> Prompt:
Rewrite all of the records below as a numbered list, leaving out any blank lines and any pictures.
▼
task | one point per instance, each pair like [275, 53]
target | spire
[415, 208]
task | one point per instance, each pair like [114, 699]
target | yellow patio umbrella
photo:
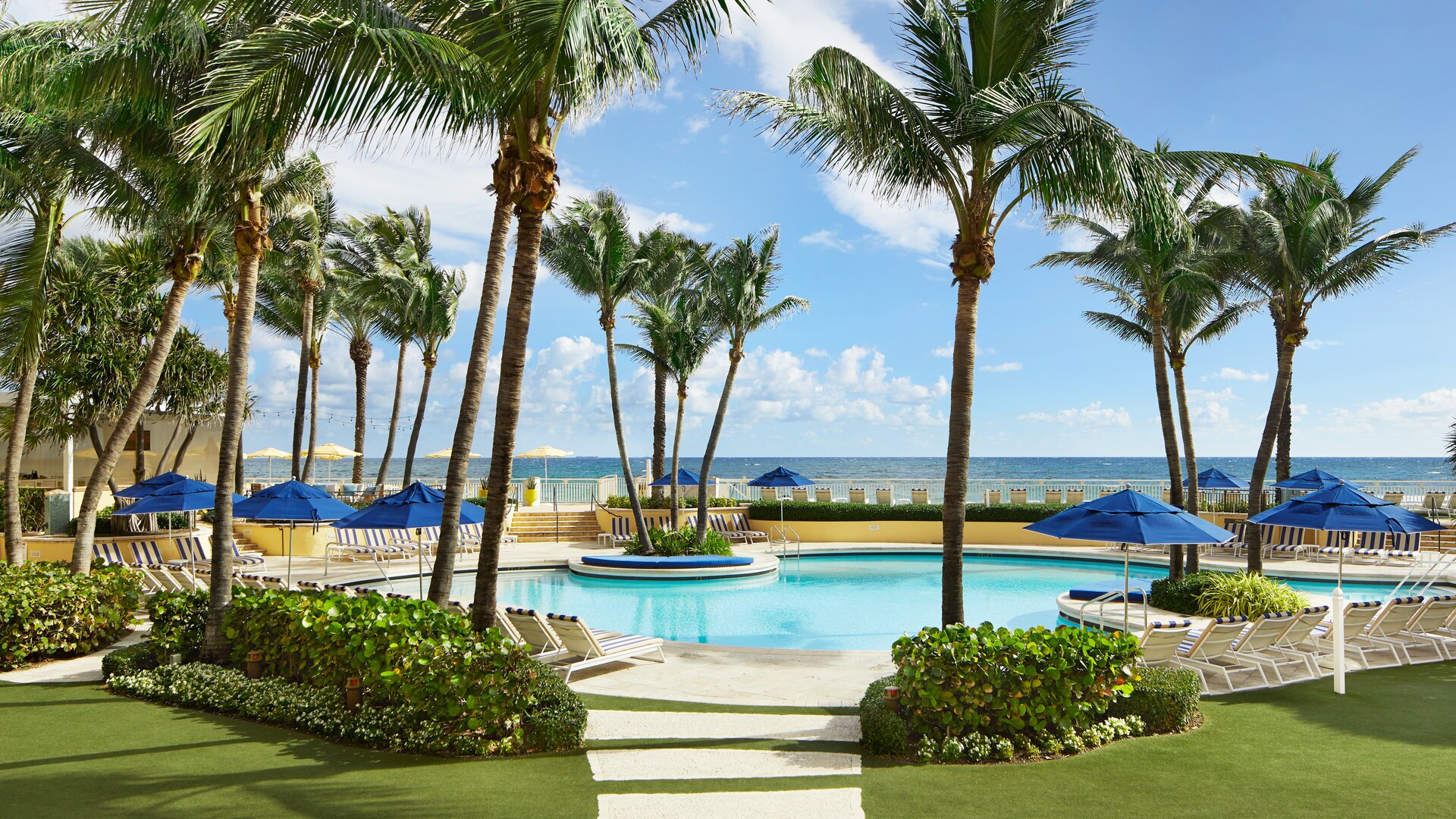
[270, 453]
[332, 452]
[545, 453]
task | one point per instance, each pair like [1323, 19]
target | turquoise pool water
[823, 602]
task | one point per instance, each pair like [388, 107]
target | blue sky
[865, 372]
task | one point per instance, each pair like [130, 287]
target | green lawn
[1389, 744]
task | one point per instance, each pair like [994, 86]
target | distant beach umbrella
[1130, 518]
[1345, 507]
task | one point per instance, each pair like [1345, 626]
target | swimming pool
[854, 602]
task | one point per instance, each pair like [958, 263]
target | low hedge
[855, 512]
[1166, 700]
[406, 653]
[49, 613]
[962, 681]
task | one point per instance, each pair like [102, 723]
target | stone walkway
[689, 763]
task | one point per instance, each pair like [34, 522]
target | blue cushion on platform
[648, 561]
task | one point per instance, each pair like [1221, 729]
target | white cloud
[1091, 416]
[830, 240]
[1002, 368]
[1231, 373]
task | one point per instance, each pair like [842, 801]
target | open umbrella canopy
[446, 453]
[1130, 518]
[291, 500]
[1343, 507]
[150, 485]
[1312, 480]
[180, 496]
[781, 477]
[270, 452]
[685, 479]
[413, 507]
[1219, 480]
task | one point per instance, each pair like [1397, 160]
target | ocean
[1372, 469]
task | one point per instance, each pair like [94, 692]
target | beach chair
[1357, 618]
[1159, 642]
[1258, 645]
[1210, 651]
[590, 651]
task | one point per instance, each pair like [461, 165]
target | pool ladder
[783, 535]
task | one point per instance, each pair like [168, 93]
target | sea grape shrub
[960, 679]
[49, 613]
[405, 653]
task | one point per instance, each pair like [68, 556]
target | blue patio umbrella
[1345, 507]
[685, 479]
[1312, 480]
[413, 507]
[1219, 480]
[781, 477]
[152, 484]
[291, 502]
[1130, 518]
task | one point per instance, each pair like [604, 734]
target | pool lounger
[590, 651]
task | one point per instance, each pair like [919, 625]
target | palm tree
[667, 256]
[736, 281]
[1307, 241]
[517, 71]
[435, 300]
[986, 110]
[590, 249]
[679, 340]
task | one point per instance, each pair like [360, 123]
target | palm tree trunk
[1165, 416]
[457, 471]
[677, 445]
[15, 450]
[607, 327]
[1261, 460]
[419, 417]
[299, 406]
[184, 447]
[1185, 422]
[507, 411]
[959, 449]
[360, 352]
[313, 419]
[394, 417]
[660, 428]
[734, 356]
[184, 270]
[251, 238]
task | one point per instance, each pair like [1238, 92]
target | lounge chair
[1161, 642]
[1210, 651]
[590, 651]
[1258, 645]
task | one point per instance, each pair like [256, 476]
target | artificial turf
[1386, 746]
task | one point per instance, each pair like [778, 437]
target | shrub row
[49, 613]
[1220, 594]
[960, 681]
[816, 510]
[1165, 700]
[405, 653]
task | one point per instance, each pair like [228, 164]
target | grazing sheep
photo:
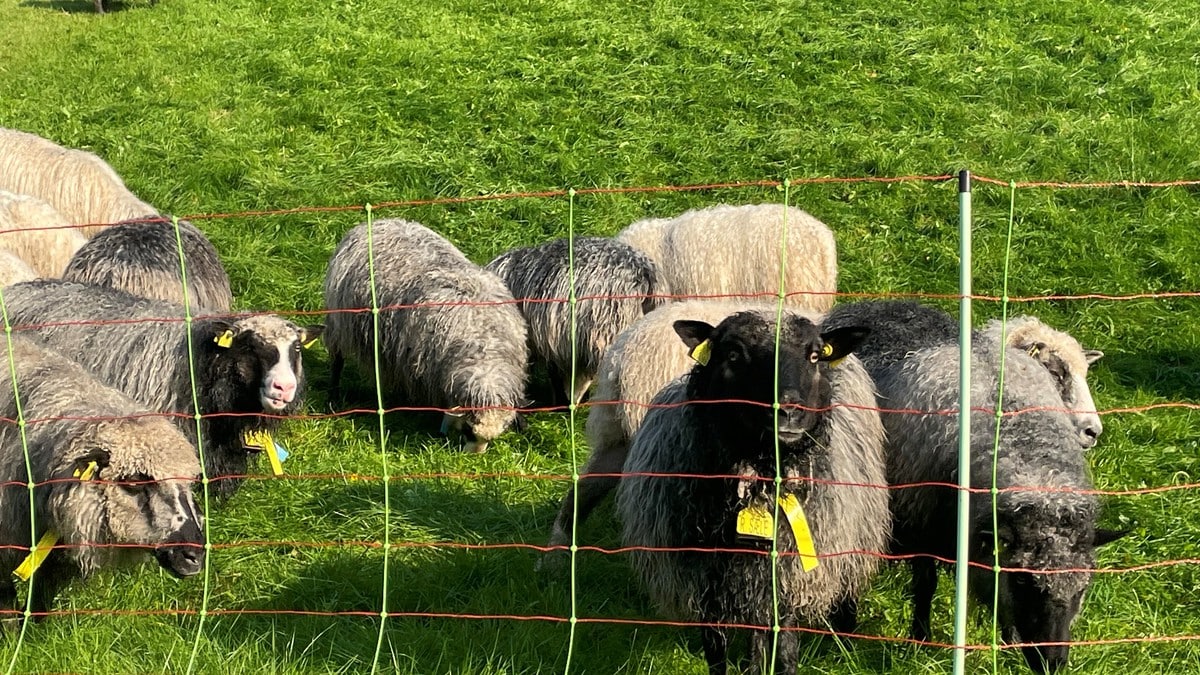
[901, 327]
[831, 459]
[13, 269]
[142, 257]
[645, 358]
[1044, 523]
[613, 287]
[78, 184]
[137, 500]
[250, 366]
[457, 339]
[36, 233]
[736, 251]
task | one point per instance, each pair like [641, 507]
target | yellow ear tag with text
[702, 352]
[36, 555]
[759, 523]
[265, 442]
[804, 544]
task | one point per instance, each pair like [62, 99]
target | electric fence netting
[378, 547]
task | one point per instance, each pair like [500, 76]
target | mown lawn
[234, 106]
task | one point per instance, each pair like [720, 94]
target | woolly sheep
[831, 457]
[613, 287]
[142, 257]
[36, 233]
[13, 269]
[727, 250]
[457, 340]
[643, 359]
[250, 366]
[901, 327]
[138, 499]
[78, 184]
[1050, 526]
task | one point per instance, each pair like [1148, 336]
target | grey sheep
[903, 327]
[729, 250]
[723, 459]
[37, 234]
[450, 335]
[613, 286]
[643, 359]
[78, 184]
[142, 257]
[136, 499]
[1045, 523]
[250, 366]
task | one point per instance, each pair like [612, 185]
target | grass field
[225, 107]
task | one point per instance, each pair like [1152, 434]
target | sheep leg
[717, 647]
[336, 363]
[924, 584]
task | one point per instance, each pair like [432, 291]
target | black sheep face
[737, 362]
[258, 364]
[1036, 605]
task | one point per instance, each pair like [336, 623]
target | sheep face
[261, 359]
[737, 362]
[138, 496]
[1041, 607]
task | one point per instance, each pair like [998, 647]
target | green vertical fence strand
[383, 437]
[964, 554]
[199, 447]
[29, 483]
[575, 469]
[1000, 417]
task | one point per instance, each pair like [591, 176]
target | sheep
[456, 339]
[250, 366]
[13, 269]
[613, 287]
[36, 233]
[642, 359]
[1044, 520]
[828, 444]
[142, 257]
[135, 470]
[727, 250]
[78, 184]
[901, 327]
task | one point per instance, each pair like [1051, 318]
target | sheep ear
[1107, 536]
[840, 342]
[693, 333]
[310, 334]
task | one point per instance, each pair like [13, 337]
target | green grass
[223, 107]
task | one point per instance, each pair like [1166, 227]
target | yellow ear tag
[265, 442]
[756, 521]
[804, 543]
[702, 352]
[36, 555]
[87, 472]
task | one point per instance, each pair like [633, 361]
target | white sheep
[36, 233]
[727, 250]
[78, 184]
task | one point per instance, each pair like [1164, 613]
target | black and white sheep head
[1068, 363]
[126, 484]
[1048, 548]
[737, 362]
[258, 362]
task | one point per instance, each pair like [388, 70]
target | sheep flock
[748, 424]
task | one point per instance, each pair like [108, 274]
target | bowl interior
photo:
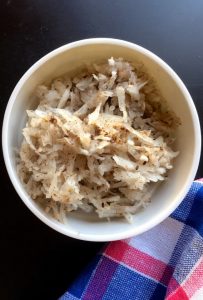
[168, 195]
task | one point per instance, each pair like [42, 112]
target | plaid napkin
[165, 262]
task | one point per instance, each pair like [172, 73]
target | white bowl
[70, 57]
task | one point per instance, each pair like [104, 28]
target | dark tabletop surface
[35, 261]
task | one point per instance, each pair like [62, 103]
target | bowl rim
[134, 230]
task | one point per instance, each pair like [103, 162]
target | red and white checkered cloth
[165, 262]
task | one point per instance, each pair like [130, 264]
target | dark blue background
[35, 261]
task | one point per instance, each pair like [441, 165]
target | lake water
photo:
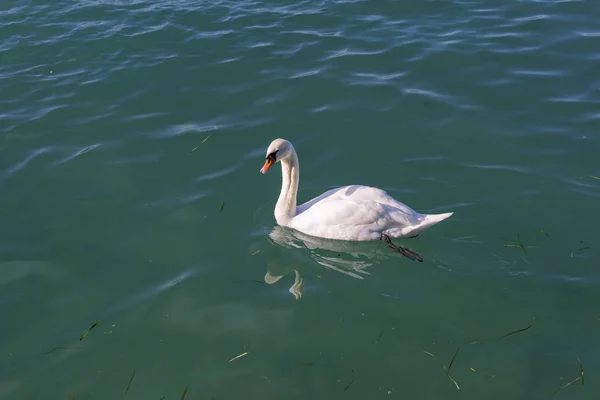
[131, 138]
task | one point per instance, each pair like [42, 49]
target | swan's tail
[432, 219]
[429, 221]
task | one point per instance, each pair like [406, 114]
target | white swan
[357, 213]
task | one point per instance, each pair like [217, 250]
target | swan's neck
[285, 209]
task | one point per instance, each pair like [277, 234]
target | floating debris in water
[518, 243]
[88, 330]
[205, 139]
[565, 385]
[57, 348]
[351, 382]
[239, 356]
[503, 336]
[184, 393]
[130, 380]
[448, 370]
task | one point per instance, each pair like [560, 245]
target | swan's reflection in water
[349, 258]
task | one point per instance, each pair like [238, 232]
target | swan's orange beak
[268, 164]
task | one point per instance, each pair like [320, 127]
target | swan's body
[357, 213]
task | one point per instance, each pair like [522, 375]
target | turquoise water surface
[131, 138]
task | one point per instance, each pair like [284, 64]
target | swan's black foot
[405, 252]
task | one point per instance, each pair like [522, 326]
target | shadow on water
[293, 250]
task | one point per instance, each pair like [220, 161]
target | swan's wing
[358, 212]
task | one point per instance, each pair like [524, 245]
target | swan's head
[278, 150]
▲
> Exercise output:
1. task | one point per instance, each pair like [275, 53]
2. target | spire
3. [415, 208]
4. task | one point per instance, each pair like [114, 699]
5. target | yellow patio umbrella
6. photo:
7. [270, 453]
8. [332, 452]
9. [545, 453]
10. task | one point per instance, each pair like [1323, 19]
11. target | turquoise pool water
12. [823, 602]
13. task | one point per instance, each pair like [388, 107]
14. target | blue sky
15. [865, 372]
16. task | one point per instance, each pair like [130, 287]
17. target | green lawn
18. [1389, 744]
19. task | one point per instance, each pair like [994, 86]
20. target | distant beach umbrella
21. [1130, 518]
22. [1345, 507]
23. task | one point per instance, each pair like [1345, 626]
24. target | swimming pool
25. [854, 602]
26. task | one point per instance, each pair like [958, 263]
27. target | low hedge
28. [855, 512]
29. [1166, 700]
30. [406, 653]
31. [49, 613]
32. [962, 681]
33. task | one point per instance, each pair like [102, 723]
34. target | stone walkway
35. [689, 763]
36. task | one point per instance, each pair like [34, 522]
37. target | blue cushion on platform
38. [648, 561]
39. task | one point per instance, each pair like [1221, 729]
40. target | white cloud
41. [1091, 416]
42. [830, 240]
43. [1002, 368]
44. [1231, 373]
45. task | one point per instance, each pair like [842, 801]
46. target | open umbrella canopy
47. [446, 453]
48. [1130, 518]
49. [291, 500]
50. [1343, 507]
51. [150, 485]
52. [1312, 480]
53. [180, 496]
54. [781, 477]
55. [270, 452]
56. [685, 479]
57. [413, 507]
58. [1219, 480]
59. task | one point per instance, each pair like [1397, 160]
60. target | ocean
61. [1372, 469]
62. task | one point per instance, each pair like [94, 692]
63. target | beach chair
64. [1357, 618]
65. [1159, 642]
66. [1258, 645]
67. [1210, 651]
68. [590, 651]
69. task | one point per instance, each pair like [461, 165]
70. target | pool ladder
71. [783, 535]
72. task | one point per instance, each pair like [168, 93]
73. target | sea grape shrub
74. [960, 679]
75. [49, 613]
76. [405, 653]
77. task | one point per instance, each pair like [68, 556]
78. target | blue patio umbrella
79. [1345, 507]
80. [685, 479]
81. [1312, 480]
82. [413, 507]
83. [1219, 480]
84. [781, 477]
85. [152, 484]
86. [291, 502]
87. [1130, 518]
88. task | one point per instance, each pair like [604, 734]
89. target | pool lounger
90. [590, 651]
91. task | one point per instance, each pair like [919, 625]
92. target | palm tree
93. [667, 256]
94. [736, 281]
95. [1307, 241]
96. [517, 71]
97. [435, 300]
98. [986, 110]
99. [590, 249]
100. [679, 340]
101. task | one point per instance, each pair like [360, 123]
102. target | palm tree trunk
103. [1165, 416]
104. [457, 471]
105. [677, 445]
106. [15, 450]
107. [607, 327]
108. [1261, 460]
109. [419, 417]
110. [299, 406]
111. [184, 447]
112. [1185, 422]
113. [507, 411]
114. [959, 449]
115. [360, 352]
116. [313, 419]
117. [394, 417]
118. [660, 428]
119. [734, 356]
120. [184, 270]
121. [251, 238]
122. task | one point per instance, each pair like [1238, 92]
123. target | lounge chair
124. [1161, 642]
125. [1210, 651]
126. [590, 651]
127. [1258, 645]
128. task | one point per instance, each pair like [256, 476]
129. target | artificial turf
130. [1386, 746]
131. task | one point per instance, each pair like [778, 437]
132. target | shrub row
133. [49, 613]
134. [1220, 594]
135. [960, 681]
136. [816, 510]
137. [1165, 700]
138. [405, 653]
139. task | one point per instance, each pair like [228, 164]
140. target | grazing sheep
141. photo:
142. [901, 327]
143. [831, 459]
144. [13, 269]
145. [142, 257]
146. [645, 358]
147. [1044, 523]
148. [613, 287]
149. [78, 184]
150. [137, 500]
151. [250, 366]
152. [457, 339]
153. [36, 233]
154. [736, 251]
155. task | one point per instance, each pair like [641, 507]
156. target | yellow ear tag with text
157. [702, 352]
158. [36, 555]
159. [759, 523]
160. [265, 442]
161. [804, 544]
162. task | one point per instance, each pair like [62, 99]
163. target | electric fence netting
164. [378, 547]
165. task | one point per instance, each pair like [500, 76]
166. target | mown lawn
167. [234, 106]
168. task | one point per instance, each pair like [720, 94]
169. target | woolly sheep
170. [831, 457]
171. [613, 287]
172. [142, 257]
173. [36, 233]
174. [13, 269]
175. [727, 250]
176. [457, 340]
177. [643, 359]
178. [250, 366]
179. [901, 327]
180. [138, 499]
181. [78, 184]
182. [1050, 526]
183. task | one point per instance, each pair like [1148, 336]
184. target | grey sheep
185. [903, 327]
186. [729, 250]
187. [723, 459]
188. [37, 234]
189. [450, 335]
190. [613, 286]
191. [643, 359]
192. [78, 184]
193. [142, 257]
194. [136, 499]
195. [1045, 523]
196. [250, 366]
197. task | one point per instance, each pair like [612, 185]
198. target | grass field
199. [225, 107]
200. task | one point per instance, each pair like [1152, 434]
201. target | sheep leg
202. [717, 647]
203. [336, 363]
204. [924, 584]
205. task | one point per instance, each pair like [432, 291]
206. target | black sheep face
207. [737, 362]
208. [258, 364]
209. [1036, 605]
210. task | one point per instance, each pair like [336, 623]
211. target | sheep face
212. [261, 359]
213. [737, 362]
214. [138, 496]
215. [1041, 607]
216. task | one point per instance, each pair like [998, 647]
217. target | green vertical fence strand
218. [383, 437]
219. [964, 554]
220. [199, 447]
221. [29, 483]
222. [575, 469]
223. [1000, 417]
224. task | one point per instance, each pair like [591, 176]
225. target | sheep
226. [456, 339]
227. [250, 366]
228. [13, 269]
229. [613, 287]
230. [36, 233]
231. [642, 359]
232. [1044, 520]
233. [828, 444]
234. [142, 257]
235. [135, 470]
236. [727, 250]
237. [78, 184]
238. [901, 327]
239. task | one point per instance, each pair like [1051, 318]
240. target | sheep ear
241. [1107, 536]
242. [840, 342]
243. [693, 333]
244. [310, 334]
245. task | one point per instance, each pair like [13, 337]
246. target | green grass
247. [223, 107]
248. task | one point per instance, each pair like [1166, 227]
249. target | yellow ear tag
250. [265, 442]
251. [756, 521]
252. [804, 543]
253. [702, 352]
254. [36, 555]
255. [87, 472]
256. task | one point per instance, each pair like [633, 361]
257. target | white sheep
258. [36, 233]
259. [727, 250]
260. [78, 184]
261. task | one point per instance, each pair like [1164, 613]
262. target | black and white sheep head
263. [1068, 363]
264. [126, 484]
265. [1048, 548]
266. [737, 362]
267. [258, 362]
268. task | one point per instance, each pair like [388, 70]
269. target | sheep flock
270. [748, 424]
271. task | one point per instance, each pair like [108, 274]
272. target | bowl interior
273. photo:
274. [168, 195]
275. task | one point per instance, each pair like [42, 112]
276. target | plaid napkin
277. [165, 262]
278. task | one point per instance, each pair like [172, 73]
279. target | white bowl
280. [70, 57]
281. task | one point per instance, each pair like [104, 28]
282. target | dark tabletop surface
283. [35, 261]
284. task | one point per instance, each pair like [62, 103]
285. target | bowl rim
286. [134, 230]
287. task | one point per instance, each pair like [103, 162]
288. target | red and white checkered cloth
289. [165, 262]
290. task | one point per instance, each pair like [130, 264]
291. target | dark blue background
292. [35, 261]
293. task | one point per instance, each pair like [441, 165]
294. target | lake water
295. photo:
296. [131, 138]
297. task | one point per instance, each pair like [42, 49]
298. target | swan's tail
299. [432, 219]
300. [429, 221]
301. task | one point per instance, each pair like [406, 114]
302. target | white swan
303. [357, 213]
304. task | one point per instance, each pair like [217, 250]
305. target | swan's neck
306. [285, 209]
307. task | one point per instance, each pair like [277, 234]
308. target | floating debris in water
309. [518, 243]
310. [88, 330]
311. [205, 139]
312. [565, 385]
313. [57, 348]
314. [351, 382]
315. [239, 356]
316. [503, 336]
317. [184, 393]
318. [130, 380]
319. [448, 370]
320. task | one point per instance, each pair like [560, 245]
321. target | swan's reflection in water
322. [349, 258]
323. task | one point per instance, each pair like [238, 232]
324. target | swan's orange beak
325. [268, 164]
326. task | one point per instance, each pair like [320, 127]
327. target | swan's body
328. [357, 213]
329. task | one point per instance, each pair like [522, 375]
330. target | turquoise water surface
331. [131, 138]
332. task | one point per instance, each pair like [284, 64]
333. target | swan's black foot
334. [405, 252]
335. task | one point per instance, each pair like [522, 326]
336. target | shadow on water
337. [293, 250]
338. task | one point per instance, each pair like [220, 161]
339. target | swan's wing
340. [358, 212]
341. task | one point per instance, each pair like [524, 245]
342. target | swan's head
343. [278, 150]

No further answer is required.